#### Requirement
Could you reproduce the listing from the line containing "For the evaluation set, tag each instance of the wooden" up to and including its final line, keeping each request, but multiplying every coordinate in the answers by 1.3 and rounding to whole numbers, with halves rounded up? Give only those lines.

#### Data records
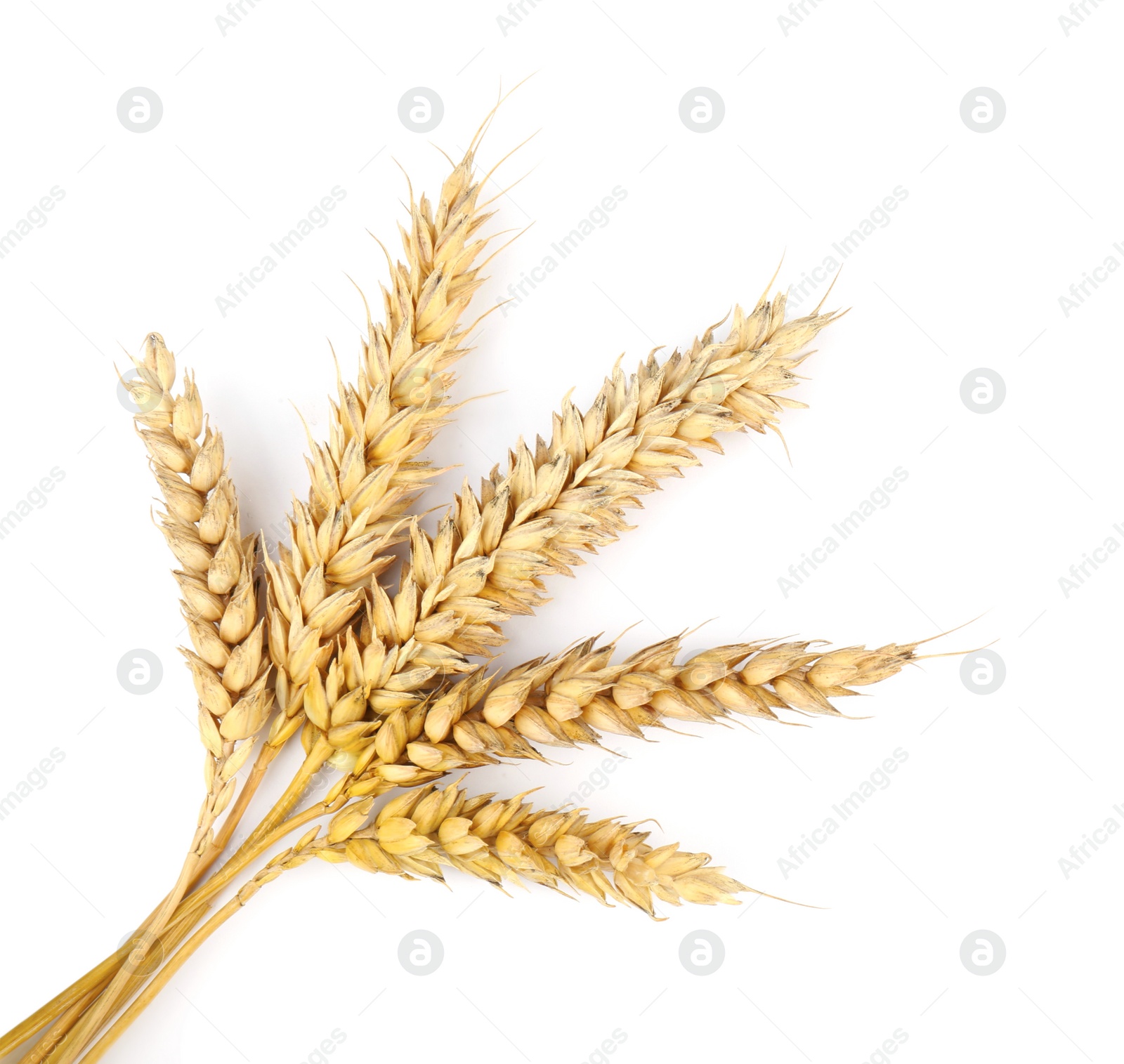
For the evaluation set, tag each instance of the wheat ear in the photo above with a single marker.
(370, 471)
(489, 556)
(509, 841)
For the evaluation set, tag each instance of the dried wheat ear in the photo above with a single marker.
(386, 679)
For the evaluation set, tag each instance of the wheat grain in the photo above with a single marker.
(490, 553)
(502, 842)
(370, 471)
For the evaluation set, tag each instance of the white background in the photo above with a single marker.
(821, 124)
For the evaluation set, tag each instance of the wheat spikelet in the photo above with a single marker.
(490, 553)
(202, 524)
(370, 471)
(502, 842)
(573, 698)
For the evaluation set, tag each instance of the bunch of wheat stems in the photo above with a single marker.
(382, 679)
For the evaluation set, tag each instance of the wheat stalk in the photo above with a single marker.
(490, 553)
(370, 471)
(380, 681)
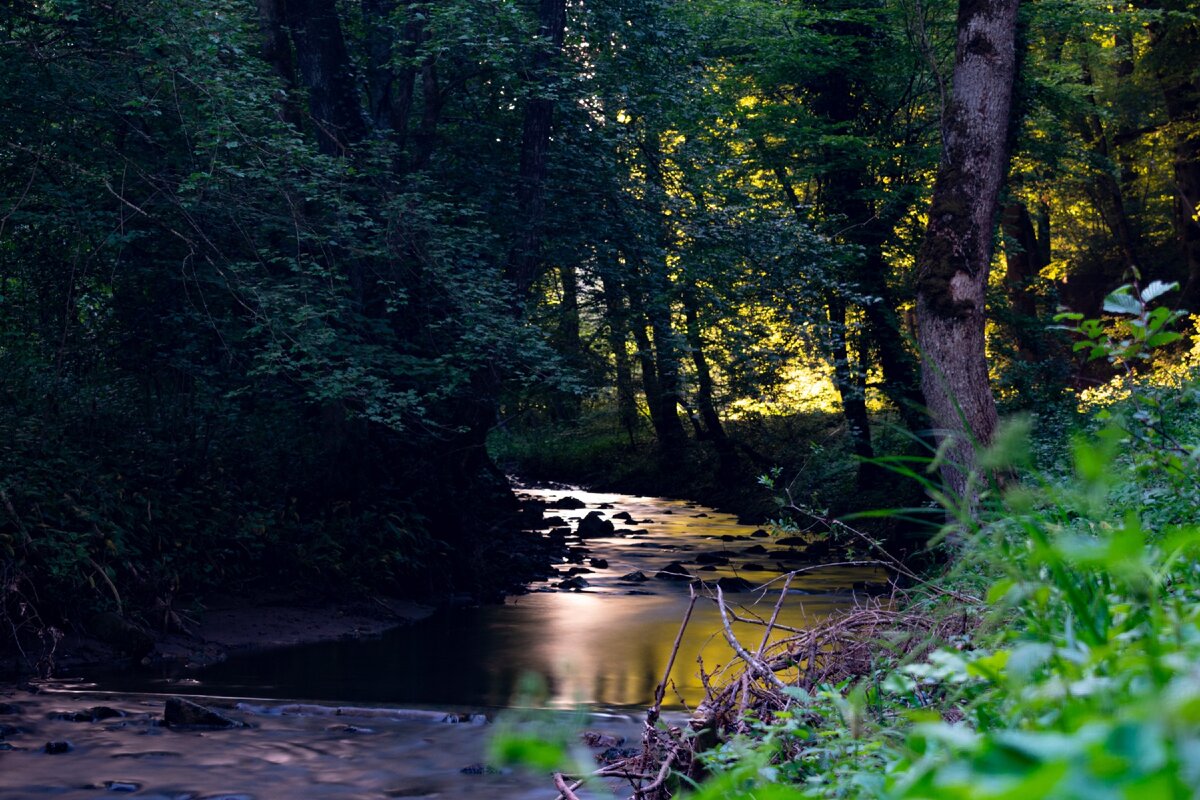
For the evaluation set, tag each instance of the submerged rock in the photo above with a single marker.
(594, 524)
(568, 503)
(179, 713)
(480, 769)
(574, 584)
(735, 584)
(89, 715)
(673, 571)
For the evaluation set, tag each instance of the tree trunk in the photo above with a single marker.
(660, 372)
(569, 404)
(1023, 262)
(1174, 42)
(325, 67)
(618, 335)
(714, 431)
(277, 53)
(952, 266)
(851, 389)
(539, 116)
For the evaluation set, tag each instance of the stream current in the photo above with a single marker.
(371, 722)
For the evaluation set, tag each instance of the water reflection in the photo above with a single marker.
(604, 647)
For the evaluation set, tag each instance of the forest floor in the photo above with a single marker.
(247, 624)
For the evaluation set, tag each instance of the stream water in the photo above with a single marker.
(600, 648)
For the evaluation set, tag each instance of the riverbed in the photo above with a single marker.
(594, 638)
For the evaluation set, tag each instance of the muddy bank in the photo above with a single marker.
(220, 624)
(72, 745)
(229, 625)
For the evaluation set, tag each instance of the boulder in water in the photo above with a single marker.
(594, 524)
(673, 571)
(574, 584)
(568, 503)
(735, 584)
(185, 714)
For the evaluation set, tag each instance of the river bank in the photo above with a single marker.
(72, 745)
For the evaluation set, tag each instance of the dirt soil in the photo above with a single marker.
(245, 624)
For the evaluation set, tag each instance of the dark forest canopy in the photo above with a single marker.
(270, 274)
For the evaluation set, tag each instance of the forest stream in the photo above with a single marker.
(405, 714)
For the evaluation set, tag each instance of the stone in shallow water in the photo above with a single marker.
(480, 769)
(179, 713)
(574, 584)
(567, 503)
(594, 524)
(121, 786)
(735, 584)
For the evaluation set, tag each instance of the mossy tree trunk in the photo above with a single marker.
(952, 266)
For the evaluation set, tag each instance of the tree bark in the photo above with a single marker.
(325, 66)
(1023, 262)
(952, 266)
(851, 388)
(277, 53)
(617, 316)
(706, 403)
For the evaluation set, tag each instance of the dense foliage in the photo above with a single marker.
(271, 274)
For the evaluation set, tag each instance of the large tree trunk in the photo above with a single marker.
(952, 266)
(325, 66)
(618, 335)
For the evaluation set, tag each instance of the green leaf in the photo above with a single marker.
(1122, 302)
(1165, 337)
(1156, 289)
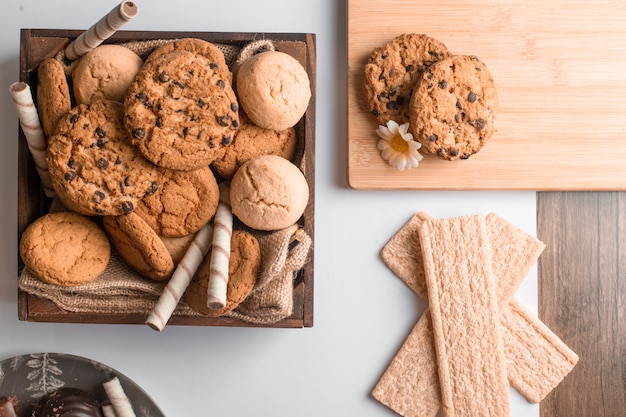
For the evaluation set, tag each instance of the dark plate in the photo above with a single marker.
(34, 375)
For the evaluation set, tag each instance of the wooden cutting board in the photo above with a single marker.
(560, 70)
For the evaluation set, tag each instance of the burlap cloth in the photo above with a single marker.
(120, 290)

#### The completed task
For the evaluation set, tag each instance of the wooden cutting board in the photo above with a single marker.
(728, 91)
For the evaluation set, tag each instance of the burlap cloth in the photo above with a single marker.
(156, 377)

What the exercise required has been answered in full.